__Tasks and exercises__.
**A)** List every person the job seekers excerpt names as an author.
**B)** Continue the job seekers excerpt from its final sentence.

__Source extract__.
□ □ □ □
2,000 Percent Solutions for Job Seekers

Are you ready for The 2,000 Percent Solutions for Job Seekers? Why a 2,000 percent solution? If you found an acceptable job, that would be a 100 percent solution. These ideas should help you find a position that is twenty times better for you or help you find it twenty times faster. Twenty times 100 percent equals 2,000 percent.

Read on to find out how to have fun while finding a new job, how to look forward to each day, and how to find the "I-want-to-get-up-in-the-morning-and-go-to-work" position.

Read about why Job Seekers become Job "Stallers"

To say that most people do not like the job hunting process would be an understatement. It is important to understand why the job hunting process is so unpleasant. The way we go about finding a new position now actually hinders us, puts up road block and stalls our progress in finding the right match between the individual and the position. The reasons are described in The 2,000 Percent Solution by Donald Mitchell, Carol Coles and Robert Metz.
□ □ □ □
__Information supplied__.
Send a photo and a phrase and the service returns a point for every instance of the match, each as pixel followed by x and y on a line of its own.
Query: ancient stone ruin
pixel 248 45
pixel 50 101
□ □ □ □
__Exercise results__.
**A)** Donald Mitchell, Carol Coles, Robert Metz

**B)**
There are seven "stalls" that get in our way and give us an excuse for not succeeding. The most common one, based on joint research conducted by the American Management Association and the authors is The Communications Stall. In fact, executives who were interviewed said that this stall is the main reason for high employee turnover in companies.

The Communications Stall means that the messages we think we have sent have not been received or understood. We may not have communicated enough or in ways that the listener learns best. Think about the job search and interview process. If you use an executive search firm or placement agency, you might hear about more positions, but you are also greatly increasing the risk of miscommunicating by adding a middleman to the process. Have you ever been told one thing by the recruiter and something else by the company? Did you know that in Japan, factories and offices are compact, not because there is a shortage of land, but because that fosters the most effective communications? The interview itself is ripe with miscommunication about the details of the position, skill and qualification levels and salary and incentive compensation levels. No wonder we leave interviews not knowing how well we did, being offered positions we thought we would never get and not getting the ones we were sure of.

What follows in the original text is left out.